--- WHAT THE TASK REQUIRES ---
When the line with "Mark one point on every instance of the blue jeans" appears below, start repeating lines exactly, and keep going through the line with "Mark one point on every instance of the long"; add nothing outside that span.

--- DATA EXCERPTS ---
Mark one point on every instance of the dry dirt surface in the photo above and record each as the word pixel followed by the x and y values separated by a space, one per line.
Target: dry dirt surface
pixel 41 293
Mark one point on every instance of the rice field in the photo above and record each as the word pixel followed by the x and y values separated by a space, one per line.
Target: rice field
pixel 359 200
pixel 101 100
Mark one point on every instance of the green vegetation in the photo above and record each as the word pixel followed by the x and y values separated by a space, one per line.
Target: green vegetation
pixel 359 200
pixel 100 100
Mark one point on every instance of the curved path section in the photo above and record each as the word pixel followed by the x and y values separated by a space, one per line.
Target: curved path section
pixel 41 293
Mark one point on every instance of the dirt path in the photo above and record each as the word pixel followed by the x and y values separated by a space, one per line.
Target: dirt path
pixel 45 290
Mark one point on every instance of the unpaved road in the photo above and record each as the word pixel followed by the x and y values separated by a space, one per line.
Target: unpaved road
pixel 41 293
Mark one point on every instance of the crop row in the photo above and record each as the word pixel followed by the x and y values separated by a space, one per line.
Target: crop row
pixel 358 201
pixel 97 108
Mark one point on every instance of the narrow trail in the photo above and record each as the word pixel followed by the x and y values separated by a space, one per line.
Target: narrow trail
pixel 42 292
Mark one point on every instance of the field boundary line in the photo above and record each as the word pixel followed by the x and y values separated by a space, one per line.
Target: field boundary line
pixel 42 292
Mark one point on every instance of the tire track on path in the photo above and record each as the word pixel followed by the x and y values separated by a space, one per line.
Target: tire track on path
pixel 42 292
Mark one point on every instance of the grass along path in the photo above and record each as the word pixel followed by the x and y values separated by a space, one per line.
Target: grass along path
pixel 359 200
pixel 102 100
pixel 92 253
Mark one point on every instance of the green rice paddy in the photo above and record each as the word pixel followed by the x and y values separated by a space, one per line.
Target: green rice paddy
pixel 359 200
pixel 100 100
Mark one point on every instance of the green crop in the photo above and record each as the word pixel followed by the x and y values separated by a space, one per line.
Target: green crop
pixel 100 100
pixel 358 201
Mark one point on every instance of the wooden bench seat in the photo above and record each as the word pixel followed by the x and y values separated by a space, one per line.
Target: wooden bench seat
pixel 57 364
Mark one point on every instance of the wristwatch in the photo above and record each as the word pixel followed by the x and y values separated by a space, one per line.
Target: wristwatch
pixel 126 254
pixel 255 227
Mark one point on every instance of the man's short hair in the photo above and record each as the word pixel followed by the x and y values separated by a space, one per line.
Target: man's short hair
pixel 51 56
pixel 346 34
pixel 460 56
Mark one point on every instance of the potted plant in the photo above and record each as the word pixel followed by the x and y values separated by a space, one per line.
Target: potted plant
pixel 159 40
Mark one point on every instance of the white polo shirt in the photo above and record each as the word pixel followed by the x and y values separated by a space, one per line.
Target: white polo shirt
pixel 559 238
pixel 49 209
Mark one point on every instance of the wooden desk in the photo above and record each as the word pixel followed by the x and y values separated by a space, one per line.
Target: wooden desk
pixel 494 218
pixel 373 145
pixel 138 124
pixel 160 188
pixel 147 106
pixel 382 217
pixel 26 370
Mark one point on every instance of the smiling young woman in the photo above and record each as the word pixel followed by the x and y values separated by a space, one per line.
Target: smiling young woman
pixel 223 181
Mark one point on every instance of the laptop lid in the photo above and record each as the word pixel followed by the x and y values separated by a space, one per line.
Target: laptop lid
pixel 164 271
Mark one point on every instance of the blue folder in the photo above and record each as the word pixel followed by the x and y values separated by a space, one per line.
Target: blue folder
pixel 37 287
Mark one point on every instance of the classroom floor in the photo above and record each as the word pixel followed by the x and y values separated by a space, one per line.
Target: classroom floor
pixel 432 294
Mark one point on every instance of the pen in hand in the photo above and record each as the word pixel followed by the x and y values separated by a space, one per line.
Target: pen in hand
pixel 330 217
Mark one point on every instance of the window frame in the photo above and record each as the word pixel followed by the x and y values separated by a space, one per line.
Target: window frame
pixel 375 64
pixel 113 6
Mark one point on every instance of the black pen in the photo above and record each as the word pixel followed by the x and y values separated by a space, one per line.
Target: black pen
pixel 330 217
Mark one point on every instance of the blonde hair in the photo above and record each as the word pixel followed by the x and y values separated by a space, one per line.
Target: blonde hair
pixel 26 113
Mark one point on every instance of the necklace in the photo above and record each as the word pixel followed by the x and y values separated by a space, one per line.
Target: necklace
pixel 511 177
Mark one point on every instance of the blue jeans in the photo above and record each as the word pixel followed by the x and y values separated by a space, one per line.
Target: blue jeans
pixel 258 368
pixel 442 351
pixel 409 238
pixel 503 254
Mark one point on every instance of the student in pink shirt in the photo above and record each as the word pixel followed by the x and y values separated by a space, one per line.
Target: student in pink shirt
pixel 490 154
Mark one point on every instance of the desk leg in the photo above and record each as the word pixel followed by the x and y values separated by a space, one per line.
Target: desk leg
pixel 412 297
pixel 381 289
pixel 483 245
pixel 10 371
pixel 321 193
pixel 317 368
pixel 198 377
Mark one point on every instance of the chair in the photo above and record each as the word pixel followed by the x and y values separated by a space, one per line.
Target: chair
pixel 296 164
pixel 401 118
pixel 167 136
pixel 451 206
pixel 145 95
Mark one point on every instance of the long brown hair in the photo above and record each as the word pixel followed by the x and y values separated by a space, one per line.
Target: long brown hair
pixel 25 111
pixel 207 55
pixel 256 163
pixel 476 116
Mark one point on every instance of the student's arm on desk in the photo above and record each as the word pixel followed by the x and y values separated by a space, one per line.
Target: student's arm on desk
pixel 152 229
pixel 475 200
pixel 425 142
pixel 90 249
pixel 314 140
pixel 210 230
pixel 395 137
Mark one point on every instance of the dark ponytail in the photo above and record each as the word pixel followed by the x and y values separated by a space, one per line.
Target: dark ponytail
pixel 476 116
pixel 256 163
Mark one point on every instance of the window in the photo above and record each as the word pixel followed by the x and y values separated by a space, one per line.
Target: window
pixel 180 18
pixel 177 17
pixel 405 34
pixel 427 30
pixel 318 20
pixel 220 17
...
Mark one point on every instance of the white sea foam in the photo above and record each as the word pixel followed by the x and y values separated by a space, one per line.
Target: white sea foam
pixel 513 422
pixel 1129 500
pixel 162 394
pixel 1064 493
...
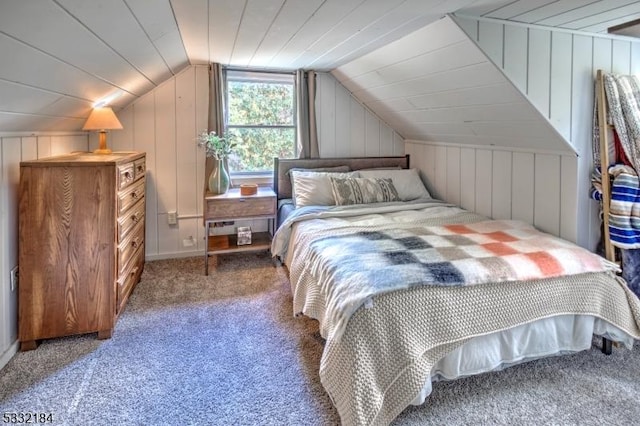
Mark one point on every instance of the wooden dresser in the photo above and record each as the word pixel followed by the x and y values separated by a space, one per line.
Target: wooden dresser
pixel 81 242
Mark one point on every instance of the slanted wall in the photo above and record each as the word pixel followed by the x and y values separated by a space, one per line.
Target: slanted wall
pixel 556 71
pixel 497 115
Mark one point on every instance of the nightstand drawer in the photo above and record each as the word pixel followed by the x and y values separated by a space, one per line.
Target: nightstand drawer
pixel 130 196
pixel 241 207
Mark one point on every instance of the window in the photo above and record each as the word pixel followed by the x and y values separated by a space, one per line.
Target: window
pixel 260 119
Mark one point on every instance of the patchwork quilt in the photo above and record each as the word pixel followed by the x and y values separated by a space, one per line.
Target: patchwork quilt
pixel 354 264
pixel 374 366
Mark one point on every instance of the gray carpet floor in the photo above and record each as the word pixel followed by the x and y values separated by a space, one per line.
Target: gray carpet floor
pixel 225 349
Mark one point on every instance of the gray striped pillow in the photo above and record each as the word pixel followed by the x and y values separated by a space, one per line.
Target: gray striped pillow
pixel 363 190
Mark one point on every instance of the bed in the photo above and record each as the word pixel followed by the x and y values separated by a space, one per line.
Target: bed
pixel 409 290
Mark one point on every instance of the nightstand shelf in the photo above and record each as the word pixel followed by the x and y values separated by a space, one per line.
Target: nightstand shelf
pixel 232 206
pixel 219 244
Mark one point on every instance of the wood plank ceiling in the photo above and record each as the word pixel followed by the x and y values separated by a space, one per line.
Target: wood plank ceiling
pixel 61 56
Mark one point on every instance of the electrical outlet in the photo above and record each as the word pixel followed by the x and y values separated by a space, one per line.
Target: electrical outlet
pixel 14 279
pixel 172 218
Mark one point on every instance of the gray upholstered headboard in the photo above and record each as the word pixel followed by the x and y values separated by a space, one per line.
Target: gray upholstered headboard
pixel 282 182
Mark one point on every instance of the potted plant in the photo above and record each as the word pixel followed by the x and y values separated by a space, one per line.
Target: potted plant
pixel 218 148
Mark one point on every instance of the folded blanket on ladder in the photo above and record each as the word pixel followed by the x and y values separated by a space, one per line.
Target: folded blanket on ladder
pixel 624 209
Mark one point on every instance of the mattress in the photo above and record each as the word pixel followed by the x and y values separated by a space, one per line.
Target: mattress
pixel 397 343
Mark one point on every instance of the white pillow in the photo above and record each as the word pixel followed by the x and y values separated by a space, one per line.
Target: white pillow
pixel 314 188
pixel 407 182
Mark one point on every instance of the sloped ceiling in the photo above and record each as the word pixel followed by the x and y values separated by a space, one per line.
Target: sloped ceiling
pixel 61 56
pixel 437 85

--- EXERCISE ANSWER ---
Mark one point on every instance of the blue jeans in the photo above and record each as the word pixel followed by the x and y values separated by a space, one per line.
Target: blue jeans
pixel 258 368
pixel 442 351
pixel 409 238
pixel 503 254
Mark one point on every instance of the student in pink shirt in the photo above and record each as the word pixel followed by the x and y values separated by a space, one per line.
Target: student in pink shirt
pixel 490 154
Mark one point on every instance of the desk leg in the photo above and record each as the word pixel followed by the x and y values separated by a space, one per line.
Target: desk leg
pixel 412 297
pixel 381 289
pixel 483 245
pixel 10 371
pixel 321 193
pixel 317 368
pixel 198 377
Mark one point on every instance of the chair in the photo above and record each as the word pixel followed by the x and y values separated by a space, one per line.
Target: chair
pixel 296 164
pixel 401 118
pixel 167 136
pixel 451 206
pixel 145 95
Mark one point on every instance of the long brown hair in the photo above and record each as the word pixel followed by the x and y values separated by a space, one per line.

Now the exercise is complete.